-- Start Material for the task --

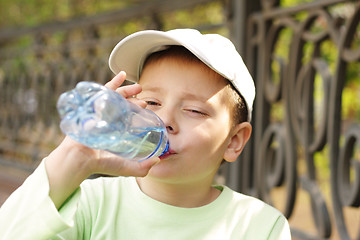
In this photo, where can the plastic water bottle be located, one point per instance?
(100, 118)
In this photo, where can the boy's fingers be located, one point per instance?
(116, 81)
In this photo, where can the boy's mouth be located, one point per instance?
(167, 154)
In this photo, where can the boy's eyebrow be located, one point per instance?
(188, 95)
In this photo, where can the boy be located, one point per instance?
(199, 86)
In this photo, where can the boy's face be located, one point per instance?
(189, 98)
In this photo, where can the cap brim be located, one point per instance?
(130, 55)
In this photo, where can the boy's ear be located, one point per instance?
(239, 137)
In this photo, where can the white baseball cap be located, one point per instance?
(216, 51)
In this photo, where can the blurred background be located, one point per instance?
(304, 155)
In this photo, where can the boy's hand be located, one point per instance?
(71, 162)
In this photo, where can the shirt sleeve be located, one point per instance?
(29, 212)
(281, 230)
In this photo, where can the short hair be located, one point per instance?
(238, 105)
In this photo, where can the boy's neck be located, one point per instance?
(180, 195)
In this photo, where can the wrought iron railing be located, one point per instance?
(306, 60)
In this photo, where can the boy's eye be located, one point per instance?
(197, 112)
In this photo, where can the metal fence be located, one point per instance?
(303, 156)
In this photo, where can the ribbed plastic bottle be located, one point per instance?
(100, 118)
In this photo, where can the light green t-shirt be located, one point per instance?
(116, 208)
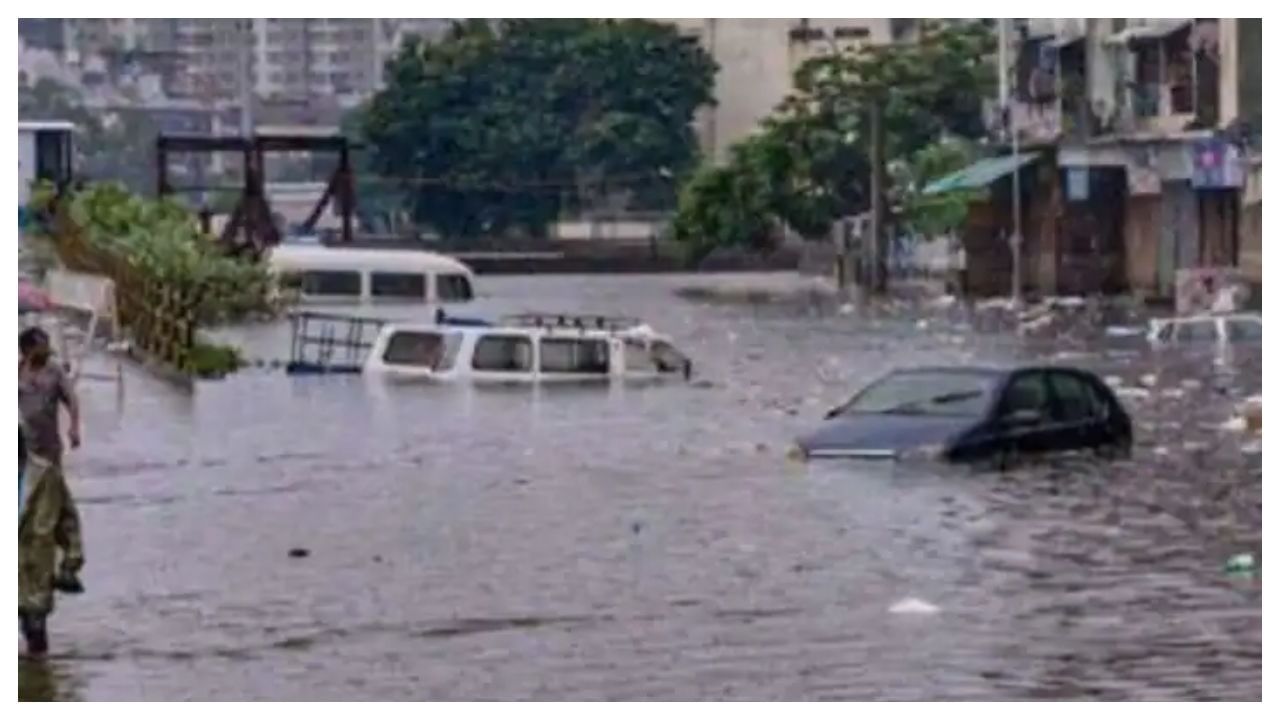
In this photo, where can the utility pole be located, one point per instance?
(1015, 240)
(877, 245)
(245, 39)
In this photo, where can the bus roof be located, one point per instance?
(32, 126)
(320, 258)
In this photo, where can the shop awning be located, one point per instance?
(981, 173)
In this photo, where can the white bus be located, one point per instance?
(357, 276)
(44, 153)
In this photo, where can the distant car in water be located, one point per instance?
(972, 414)
(1224, 329)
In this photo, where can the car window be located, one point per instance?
(453, 288)
(503, 354)
(421, 350)
(402, 286)
(924, 393)
(1244, 331)
(1197, 331)
(332, 282)
(1027, 391)
(1077, 399)
(575, 355)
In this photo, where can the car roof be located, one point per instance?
(993, 370)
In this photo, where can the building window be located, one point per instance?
(501, 354)
(853, 32)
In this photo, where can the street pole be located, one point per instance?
(246, 94)
(1015, 241)
(877, 245)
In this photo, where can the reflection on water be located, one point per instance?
(653, 542)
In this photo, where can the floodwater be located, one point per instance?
(653, 542)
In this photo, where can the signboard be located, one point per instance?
(1216, 165)
(1210, 290)
(1143, 181)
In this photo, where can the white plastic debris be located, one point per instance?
(1133, 392)
(913, 606)
(1234, 425)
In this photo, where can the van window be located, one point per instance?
(666, 358)
(510, 354)
(575, 355)
(453, 288)
(416, 349)
(636, 355)
(1197, 331)
(408, 286)
(332, 282)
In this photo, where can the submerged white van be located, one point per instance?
(359, 276)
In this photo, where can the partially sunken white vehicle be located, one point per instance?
(533, 347)
(348, 276)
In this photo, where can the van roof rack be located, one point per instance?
(572, 320)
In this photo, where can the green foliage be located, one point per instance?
(210, 360)
(161, 241)
(809, 164)
(507, 124)
(936, 214)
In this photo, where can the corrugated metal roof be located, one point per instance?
(981, 173)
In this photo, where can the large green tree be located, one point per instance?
(507, 124)
(810, 155)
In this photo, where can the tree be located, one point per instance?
(812, 151)
(507, 124)
(942, 213)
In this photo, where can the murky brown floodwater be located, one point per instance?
(650, 542)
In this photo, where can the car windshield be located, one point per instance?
(924, 393)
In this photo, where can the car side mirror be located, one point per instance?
(1023, 418)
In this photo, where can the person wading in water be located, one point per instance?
(48, 518)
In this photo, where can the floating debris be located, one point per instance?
(1133, 392)
(1240, 565)
(1234, 425)
(913, 606)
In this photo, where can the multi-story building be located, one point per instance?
(1146, 136)
(758, 59)
(209, 59)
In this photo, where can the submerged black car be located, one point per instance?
(965, 414)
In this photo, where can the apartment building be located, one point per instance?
(758, 59)
(1139, 154)
(209, 59)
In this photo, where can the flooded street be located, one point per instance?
(653, 542)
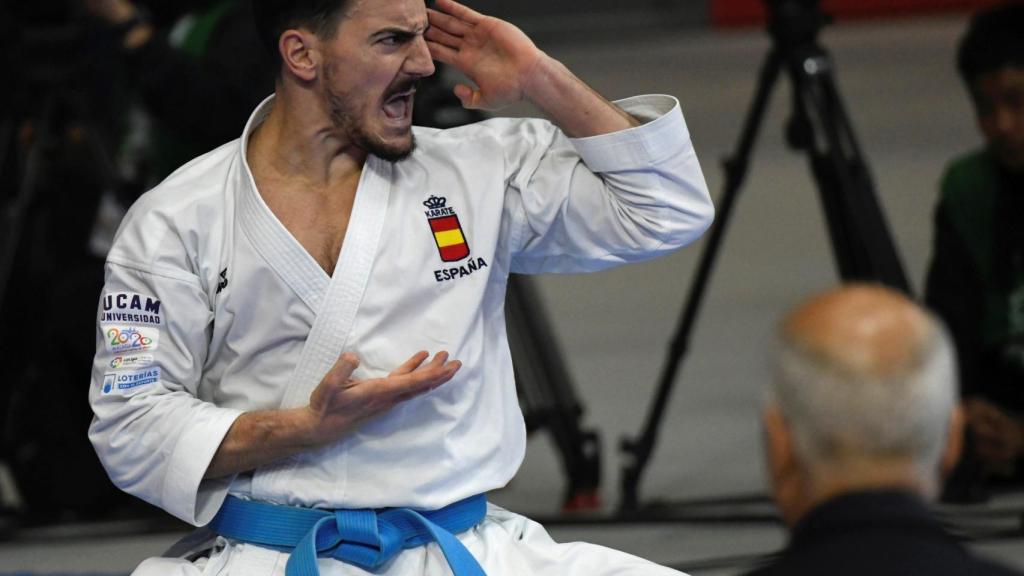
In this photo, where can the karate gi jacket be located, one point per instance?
(211, 307)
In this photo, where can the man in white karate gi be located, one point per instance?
(258, 360)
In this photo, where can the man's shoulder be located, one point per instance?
(969, 177)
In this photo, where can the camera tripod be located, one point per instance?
(861, 244)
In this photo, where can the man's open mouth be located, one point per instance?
(399, 105)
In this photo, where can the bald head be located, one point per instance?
(865, 376)
(865, 330)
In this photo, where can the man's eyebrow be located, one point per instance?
(399, 31)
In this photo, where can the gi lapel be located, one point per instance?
(280, 249)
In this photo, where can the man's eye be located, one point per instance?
(393, 39)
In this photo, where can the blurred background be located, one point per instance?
(88, 125)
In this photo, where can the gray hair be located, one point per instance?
(836, 412)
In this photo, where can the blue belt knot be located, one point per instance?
(365, 537)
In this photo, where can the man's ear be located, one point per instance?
(954, 441)
(783, 466)
(778, 446)
(300, 52)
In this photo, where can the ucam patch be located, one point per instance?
(121, 339)
(131, 362)
(129, 307)
(125, 381)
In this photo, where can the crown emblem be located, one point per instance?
(434, 203)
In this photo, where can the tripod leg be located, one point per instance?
(547, 396)
(861, 242)
(637, 452)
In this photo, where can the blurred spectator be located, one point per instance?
(197, 81)
(861, 421)
(976, 280)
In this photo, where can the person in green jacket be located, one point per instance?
(976, 279)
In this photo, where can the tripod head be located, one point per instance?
(794, 24)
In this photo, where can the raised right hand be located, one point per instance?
(337, 407)
(340, 404)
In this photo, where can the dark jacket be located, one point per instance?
(877, 533)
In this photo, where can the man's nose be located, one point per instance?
(420, 63)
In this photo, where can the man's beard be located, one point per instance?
(345, 117)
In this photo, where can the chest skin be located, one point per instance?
(317, 217)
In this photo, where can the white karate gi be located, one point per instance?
(211, 309)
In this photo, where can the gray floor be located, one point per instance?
(911, 115)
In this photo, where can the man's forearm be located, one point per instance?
(257, 439)
(570, 104)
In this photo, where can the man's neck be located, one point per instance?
(830, 481)
(298, 144)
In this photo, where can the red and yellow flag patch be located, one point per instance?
(448, 231)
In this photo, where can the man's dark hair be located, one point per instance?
(994, 40)
(274, 16)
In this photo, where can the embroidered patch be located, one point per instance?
(124, 381)
(446, 229)
(131, 362)
(121, 339)
(129, 307)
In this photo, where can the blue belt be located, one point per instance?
(364, 537)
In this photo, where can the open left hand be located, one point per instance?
(494, 53)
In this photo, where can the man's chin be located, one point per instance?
(392, 152)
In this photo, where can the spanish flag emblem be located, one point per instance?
(448, 231)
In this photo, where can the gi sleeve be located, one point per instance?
(152, 433)
(588, 204)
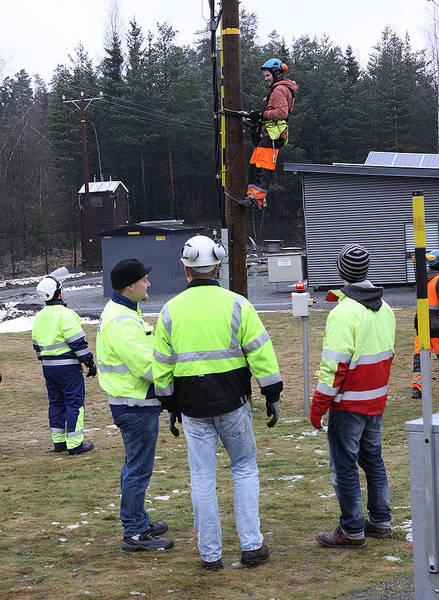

-- End Material for the task --

## What you will do
State how many lines of the entries above contain the string "floodwater".

## Response to this exercise
2